• **Saved entries**:

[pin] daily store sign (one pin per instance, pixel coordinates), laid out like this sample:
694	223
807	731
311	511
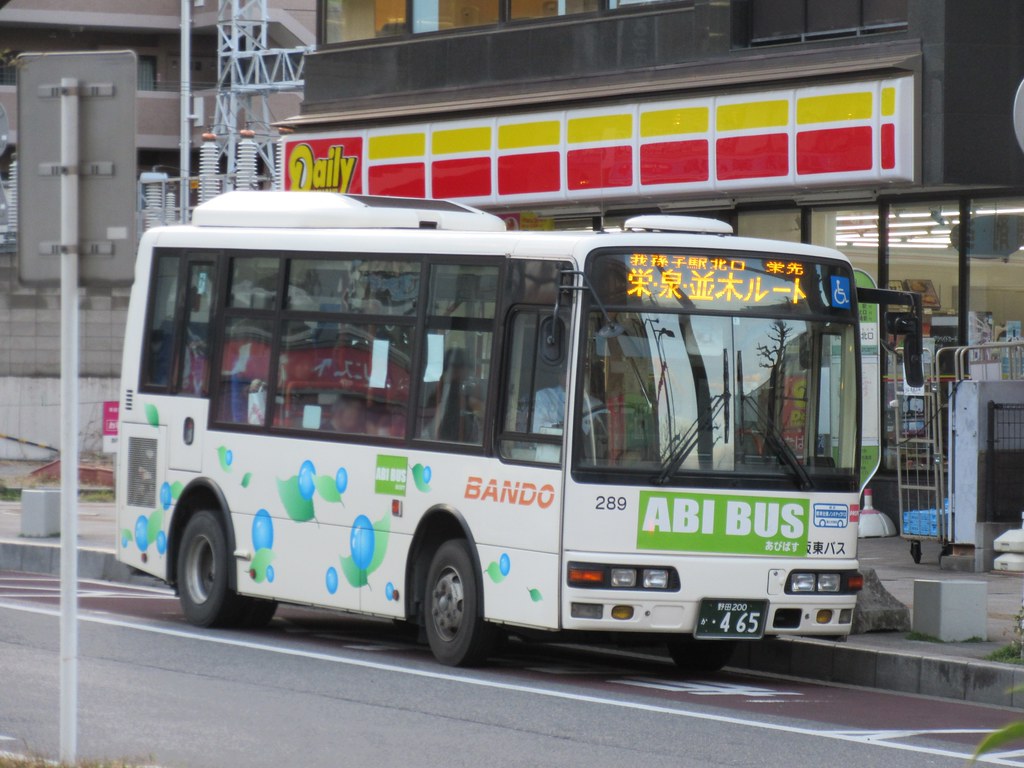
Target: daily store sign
801	137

• **The task**:
The entries are to be printed exactly as written; the pictures are to be left out.

• **Response to this task**:
[pin] daily store sign (one pin per instance, pixel coordinates), laid out like this sample:
694	223
807	731
311	511
Target: daily store sign
801	137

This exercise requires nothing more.